-- SUPPLIED MATERIAL follows --

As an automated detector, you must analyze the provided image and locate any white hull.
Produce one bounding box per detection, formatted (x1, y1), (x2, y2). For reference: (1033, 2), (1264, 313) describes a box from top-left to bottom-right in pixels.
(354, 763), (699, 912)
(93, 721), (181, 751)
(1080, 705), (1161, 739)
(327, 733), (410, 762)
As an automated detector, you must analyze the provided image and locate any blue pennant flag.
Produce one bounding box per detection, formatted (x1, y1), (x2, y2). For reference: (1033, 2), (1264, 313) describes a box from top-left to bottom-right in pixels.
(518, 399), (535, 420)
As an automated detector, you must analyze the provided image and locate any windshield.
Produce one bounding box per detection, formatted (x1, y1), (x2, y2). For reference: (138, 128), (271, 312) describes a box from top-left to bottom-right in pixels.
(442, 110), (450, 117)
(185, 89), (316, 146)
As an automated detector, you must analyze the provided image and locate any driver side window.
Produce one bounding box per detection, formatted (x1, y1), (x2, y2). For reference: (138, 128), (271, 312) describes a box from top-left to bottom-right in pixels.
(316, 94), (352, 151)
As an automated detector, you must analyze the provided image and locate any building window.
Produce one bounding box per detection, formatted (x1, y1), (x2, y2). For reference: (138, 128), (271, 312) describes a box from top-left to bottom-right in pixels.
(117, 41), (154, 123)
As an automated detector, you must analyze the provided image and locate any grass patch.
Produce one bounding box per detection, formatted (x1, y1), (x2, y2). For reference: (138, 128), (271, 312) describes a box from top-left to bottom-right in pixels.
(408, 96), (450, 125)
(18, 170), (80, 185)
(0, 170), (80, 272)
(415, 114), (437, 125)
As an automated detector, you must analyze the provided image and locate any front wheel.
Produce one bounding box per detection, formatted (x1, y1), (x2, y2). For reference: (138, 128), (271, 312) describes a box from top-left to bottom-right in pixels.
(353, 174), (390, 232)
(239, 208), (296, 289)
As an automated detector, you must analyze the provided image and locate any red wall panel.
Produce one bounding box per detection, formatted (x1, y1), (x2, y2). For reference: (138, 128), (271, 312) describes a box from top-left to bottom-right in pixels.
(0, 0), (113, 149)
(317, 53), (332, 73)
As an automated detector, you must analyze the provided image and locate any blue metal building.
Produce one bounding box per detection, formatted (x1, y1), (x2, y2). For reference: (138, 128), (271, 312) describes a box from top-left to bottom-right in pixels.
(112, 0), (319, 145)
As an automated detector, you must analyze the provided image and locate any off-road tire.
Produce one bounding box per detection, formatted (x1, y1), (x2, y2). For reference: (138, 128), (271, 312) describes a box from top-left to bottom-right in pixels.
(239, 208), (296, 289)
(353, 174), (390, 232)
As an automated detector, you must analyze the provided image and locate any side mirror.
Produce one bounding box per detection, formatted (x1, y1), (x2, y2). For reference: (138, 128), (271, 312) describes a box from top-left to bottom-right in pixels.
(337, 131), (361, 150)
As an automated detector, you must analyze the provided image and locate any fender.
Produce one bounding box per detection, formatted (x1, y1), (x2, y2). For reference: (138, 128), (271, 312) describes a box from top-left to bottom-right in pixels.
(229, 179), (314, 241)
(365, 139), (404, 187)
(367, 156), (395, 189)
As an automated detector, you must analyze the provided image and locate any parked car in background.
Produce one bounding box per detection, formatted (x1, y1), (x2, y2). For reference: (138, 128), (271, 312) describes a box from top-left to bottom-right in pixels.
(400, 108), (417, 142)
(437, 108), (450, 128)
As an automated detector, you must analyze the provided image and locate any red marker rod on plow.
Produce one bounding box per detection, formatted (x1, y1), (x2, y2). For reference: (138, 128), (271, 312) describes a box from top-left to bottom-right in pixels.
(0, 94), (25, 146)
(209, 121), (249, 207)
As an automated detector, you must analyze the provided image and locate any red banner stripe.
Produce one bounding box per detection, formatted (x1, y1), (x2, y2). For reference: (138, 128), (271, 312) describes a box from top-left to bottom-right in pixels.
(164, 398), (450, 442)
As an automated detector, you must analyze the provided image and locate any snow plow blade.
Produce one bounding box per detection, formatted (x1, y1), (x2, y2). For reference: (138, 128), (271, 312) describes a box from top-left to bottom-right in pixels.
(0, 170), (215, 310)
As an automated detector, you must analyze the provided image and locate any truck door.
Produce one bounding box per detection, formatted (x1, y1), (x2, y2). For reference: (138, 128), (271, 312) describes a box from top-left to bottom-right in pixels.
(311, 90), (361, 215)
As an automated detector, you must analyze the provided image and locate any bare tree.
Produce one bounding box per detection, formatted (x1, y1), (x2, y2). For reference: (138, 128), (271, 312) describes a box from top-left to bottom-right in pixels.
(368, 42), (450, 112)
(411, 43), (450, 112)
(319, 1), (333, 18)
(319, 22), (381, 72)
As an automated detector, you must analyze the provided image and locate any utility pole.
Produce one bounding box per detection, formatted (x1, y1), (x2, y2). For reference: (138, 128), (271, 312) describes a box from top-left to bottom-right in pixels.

-- SUPPLIED MATERIAL concluded --

> **EXERCISE DETAILS**:
Go through the material and copy every line in which the word "blue" occurs.

> **ANSWER**:
As an automated detector, you must analyze the provided image and locate any blue pennant flag.
As an automated detector, you must analyze the provided image and locate any blue metal building.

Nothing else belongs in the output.